Exercise —
Your task is to transcribe the entries below exactly, beginning with the line containing "the green stem." and ending with the final line, and to add nothing else.

[Dataset rows on where objects appear]
— Begin —
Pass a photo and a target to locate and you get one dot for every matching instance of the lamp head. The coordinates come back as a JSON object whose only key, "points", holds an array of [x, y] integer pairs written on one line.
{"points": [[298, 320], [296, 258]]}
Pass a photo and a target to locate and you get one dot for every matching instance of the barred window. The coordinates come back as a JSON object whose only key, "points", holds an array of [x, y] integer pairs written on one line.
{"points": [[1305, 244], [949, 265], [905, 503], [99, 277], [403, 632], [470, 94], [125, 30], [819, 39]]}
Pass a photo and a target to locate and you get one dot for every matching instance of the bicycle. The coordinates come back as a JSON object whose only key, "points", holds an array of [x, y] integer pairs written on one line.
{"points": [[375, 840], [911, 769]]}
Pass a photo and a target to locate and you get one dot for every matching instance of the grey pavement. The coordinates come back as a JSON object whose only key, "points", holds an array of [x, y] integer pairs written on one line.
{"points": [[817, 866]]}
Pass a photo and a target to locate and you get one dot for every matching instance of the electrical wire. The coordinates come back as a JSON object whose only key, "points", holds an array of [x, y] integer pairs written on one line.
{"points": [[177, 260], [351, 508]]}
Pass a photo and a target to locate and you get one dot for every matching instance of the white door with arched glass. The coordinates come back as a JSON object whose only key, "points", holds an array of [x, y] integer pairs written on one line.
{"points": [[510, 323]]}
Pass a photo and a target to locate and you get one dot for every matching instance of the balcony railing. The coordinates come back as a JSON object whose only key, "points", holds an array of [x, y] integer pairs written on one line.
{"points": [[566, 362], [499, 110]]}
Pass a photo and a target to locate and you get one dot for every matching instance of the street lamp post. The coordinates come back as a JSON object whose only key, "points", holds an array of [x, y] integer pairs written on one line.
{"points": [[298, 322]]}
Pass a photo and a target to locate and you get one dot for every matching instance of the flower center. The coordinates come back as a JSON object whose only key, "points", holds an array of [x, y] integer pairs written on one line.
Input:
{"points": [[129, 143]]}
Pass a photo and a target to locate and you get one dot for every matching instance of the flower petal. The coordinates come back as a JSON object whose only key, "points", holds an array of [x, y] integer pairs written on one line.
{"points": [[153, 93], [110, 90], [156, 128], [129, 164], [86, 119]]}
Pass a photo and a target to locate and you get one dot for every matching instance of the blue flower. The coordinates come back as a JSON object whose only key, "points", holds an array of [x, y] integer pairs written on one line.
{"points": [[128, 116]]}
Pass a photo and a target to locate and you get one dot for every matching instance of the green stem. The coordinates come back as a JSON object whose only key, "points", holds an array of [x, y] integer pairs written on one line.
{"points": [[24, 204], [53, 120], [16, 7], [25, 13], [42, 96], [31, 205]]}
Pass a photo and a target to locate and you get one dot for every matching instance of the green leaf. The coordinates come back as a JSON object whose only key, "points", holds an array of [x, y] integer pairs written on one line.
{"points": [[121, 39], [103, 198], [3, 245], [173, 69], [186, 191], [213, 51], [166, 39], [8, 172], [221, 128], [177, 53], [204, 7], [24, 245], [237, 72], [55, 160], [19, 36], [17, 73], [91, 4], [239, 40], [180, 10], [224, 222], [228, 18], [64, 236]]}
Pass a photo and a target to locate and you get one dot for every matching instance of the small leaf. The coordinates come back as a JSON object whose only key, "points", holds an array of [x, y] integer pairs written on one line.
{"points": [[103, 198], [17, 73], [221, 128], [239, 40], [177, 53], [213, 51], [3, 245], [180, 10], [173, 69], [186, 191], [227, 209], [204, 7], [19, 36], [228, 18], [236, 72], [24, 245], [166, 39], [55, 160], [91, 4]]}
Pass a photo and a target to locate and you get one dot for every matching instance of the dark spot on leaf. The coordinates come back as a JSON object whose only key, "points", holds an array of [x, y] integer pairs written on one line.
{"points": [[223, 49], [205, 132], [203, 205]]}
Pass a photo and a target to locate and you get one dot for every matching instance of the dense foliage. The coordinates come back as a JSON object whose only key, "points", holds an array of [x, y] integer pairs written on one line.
— End —
Final answer —
Pass a photo and a target to locate and you get one dot for every matching instance of the green stem. The coordinates come back as a JSON object whose only key, "points", holds an array of [x, y] integer pairs written on one line.
{"points": [[24, 204], [53, 120], [16, 7], [25, 13], [42, 96], [31, 205]]}
Pass a photo and a target to locate and you get one dot for every matching instance of the green leaf. The coordinates come back as a JSON object whose only key, "points", holds an array of [x, y] integer pairs written on one line.
{"points": [[121, 39], [103, 198], [3, 245], [173, 69], [186, 191], [213, 51], [166, 39], [8, 172], [221, 128], [177, 53], [204, 7], [24, 245], [237, 72], [55, 160], [19, 36], [17, 73], [91, 4], [239, 40], [180, 10], [224, 222], [228, 18], [64, 236]]}
Pass a photo and a target to locate and you get one dot for every matching instance of the small leaf. The coordinates come back as a JSON object whose only key, "points", holds an array of [x, y] integer pairs written on one line.
{"points": [[103, 198], [17, 73], [221, 128], [239, 40], [177, 53], [213, 51], [3, 245], [180, 10], [173, 69], [186, 191], [227, 209], [204, 7], [19, 36], [228, 18], [236, 72], [24, 245], [166, 39], [55, 160], [91, 4]]}
Pass a photo and a target to locate and you get one dot for every matching instance of the dark spot on leaf. The coordinates come back as a JSON object whose only key, "points", holds an array of [x, y] integer pairs written on one line.
{"points": [[223, 49], [205, 132], [203, 205]]}
Pass a photo and a target to locate and you get one dot for every matching instance of the dense foliage. The coordinates come back as a JSON object whose only key, "points", holds an array of [x, y] integer pairs written on one line.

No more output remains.